Description of the task:
Please rewrite every line of the items below, requests included, and scale each bounding-box coordinate in the answers by 2.55, rounding to the nearest whole number with halves rounded up.

* * * * * * * * *

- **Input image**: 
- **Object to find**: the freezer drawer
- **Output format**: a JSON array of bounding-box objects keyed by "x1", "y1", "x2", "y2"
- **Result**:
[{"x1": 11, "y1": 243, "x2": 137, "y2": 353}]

* * * * * * * * *

Completed exercise:
- **Input image**: 
- **Object to find**: the freezer drawer
- **Output format**: a JSON array of bounding-box objects keyed by "x1", "y1", "x2", "y2"
- **Result**:
[{"x1": 28, "y1": 620, "x2": 349, "y2": 900}]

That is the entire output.